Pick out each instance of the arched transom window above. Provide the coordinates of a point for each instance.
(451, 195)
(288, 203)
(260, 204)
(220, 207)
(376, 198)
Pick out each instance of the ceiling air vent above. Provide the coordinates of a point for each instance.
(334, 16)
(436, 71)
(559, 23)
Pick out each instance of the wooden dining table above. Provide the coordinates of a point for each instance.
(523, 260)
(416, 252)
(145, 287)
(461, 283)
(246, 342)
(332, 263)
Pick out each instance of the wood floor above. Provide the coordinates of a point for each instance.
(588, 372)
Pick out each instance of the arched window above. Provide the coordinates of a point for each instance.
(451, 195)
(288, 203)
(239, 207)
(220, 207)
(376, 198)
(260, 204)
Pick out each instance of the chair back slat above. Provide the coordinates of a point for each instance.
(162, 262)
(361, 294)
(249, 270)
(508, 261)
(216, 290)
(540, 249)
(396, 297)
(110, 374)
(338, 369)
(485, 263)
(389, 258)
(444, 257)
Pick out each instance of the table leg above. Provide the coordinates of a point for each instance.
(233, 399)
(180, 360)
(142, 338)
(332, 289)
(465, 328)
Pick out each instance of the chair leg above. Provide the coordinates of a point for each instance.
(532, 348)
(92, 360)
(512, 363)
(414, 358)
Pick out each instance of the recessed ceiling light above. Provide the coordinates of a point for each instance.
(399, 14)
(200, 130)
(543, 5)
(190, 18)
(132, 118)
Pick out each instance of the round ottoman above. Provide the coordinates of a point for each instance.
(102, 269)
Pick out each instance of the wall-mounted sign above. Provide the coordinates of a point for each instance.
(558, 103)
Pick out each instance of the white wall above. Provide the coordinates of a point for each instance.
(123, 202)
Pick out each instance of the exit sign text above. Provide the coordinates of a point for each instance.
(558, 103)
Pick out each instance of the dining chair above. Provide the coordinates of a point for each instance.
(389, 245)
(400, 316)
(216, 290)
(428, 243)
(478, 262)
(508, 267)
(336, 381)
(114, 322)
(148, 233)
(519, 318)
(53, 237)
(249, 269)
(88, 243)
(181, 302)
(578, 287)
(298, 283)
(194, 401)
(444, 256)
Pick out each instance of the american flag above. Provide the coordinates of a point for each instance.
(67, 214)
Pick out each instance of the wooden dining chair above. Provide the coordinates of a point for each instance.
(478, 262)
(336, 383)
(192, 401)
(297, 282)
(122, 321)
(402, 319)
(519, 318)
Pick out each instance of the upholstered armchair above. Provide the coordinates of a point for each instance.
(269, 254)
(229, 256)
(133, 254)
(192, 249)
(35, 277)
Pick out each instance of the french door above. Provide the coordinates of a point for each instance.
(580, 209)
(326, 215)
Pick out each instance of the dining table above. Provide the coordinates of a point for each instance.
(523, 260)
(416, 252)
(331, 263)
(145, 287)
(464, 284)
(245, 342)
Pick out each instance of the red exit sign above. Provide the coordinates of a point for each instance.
═══
Your reply must contain each entry, reproduced exactly.

> **ANSWER BOX**
Pick out each instance of the arched transom window above. Provide the coordinates of a point for each instance.
(451, 195)
(288, 203)
(260, 204)
(220, 207)
(376, 198)
Pick out each instance of the ceiling air vent above. Provide the coordinates of a point for each instance.
(334, 16)
(436, 71)
(559, 23)
Pick out each instance of the wooden dining table above. Provide the coordinates of a point for each instance.
(523, 260)
(416, 252)
(145, 287)
(461, 283)
(246, 342)
(332, 263)
Pick out each instance of the wood floor above. Provide the coordinates of a point for each instance.
(588, 372)
Pick out each instance of the arched window above. Provide the coordinates of a point for each instance.
(451, 195)
(288, 203)
(239, 207)
(220, 207)
(376, 198)
(260, 204)
Pick out each instance of the chair back slat above. Provide the coordinates of a point for each instance.
(162, 262)
(361, 294)
(249, 270)
(508, 261)
(216, 290)
(540, 249)
(396, 297)
(110, 374)
(338, 369)
(485, 263)
(389, 258)
(444, 257)
Pick out each instance of the table leg above. Provide the coordinates of a point for each instance.
(233, 399)
(180, 360)
(142, 338)
(332, 289)
(465, 328)
Pick out each instance of the chair leg above. Provide the coordinates of a point for each instance.
(532, 348)
(92, 360)
(512, 363)
(414, 358)
Pick out each instance of the recessed ceiling light above. Provide the coordinates of a point for each instance.
(399, 14)
(200, 130)
(543, 5)
(190, 18)
(132, 118)
Pick out each instance of the round ottoman above. Provide the coordinates of a point for each instance.
(102, 269)
Pick out each instance of the wall-mounted sign above. Provide the coordinates of a point for each instance.
(558, 103)
Pick out each instance of the white wall above. Provide the coordinates of a point for each instance.
(123, 202)
Pick out each instance of the exit sign text above. Provide the coordinates of a point for each instance.
(558, 103)
Pick out each instance of the dining chair above. Provide the coordinates of a point for each instance.
(389, 245)
(400, 316)
(216, 290)
(428, 243)
(478, 262)
(508, 267)
(336, 381)
(114, 322)
(148, 233)
(519, 318)
(53, 237)
(249, 269)
(88, 243)
(181, 302)
(578, 287)
(298, 283)
(194, 401)
(444, 256)
Pick out each instance of the american flag above. Provide the coordinates of a point for each instance.
(67, 214)
Pick out each instance of the wooden dining chair above. Provide the coordinates of a point for each instance.
(478, 262)
(336, 383)
(192, 401)
(297, 282)
(122, 321)
(402, 319)
(519, 318)
Pick out each instance of the upholstered armchair above. Provide the coordinates of a point for each instance.
(269, 254)
(229, 256)
(133, 254)
(192, 249)
(35, 277)
Pick out each instance of the french door above. Provide the coordinates of a point for each instance.
(580, 209)
(326, 215)
Pick out each instance of the dining table above. Provide the coordinates of a point for each instance.
(523, 260)
(416, 252)
(331, 263)
(145, 287)
(464, 284)
(245, 342)
Pick out each instance of the red exit sign above. Provide the coordinates of a point for each instance.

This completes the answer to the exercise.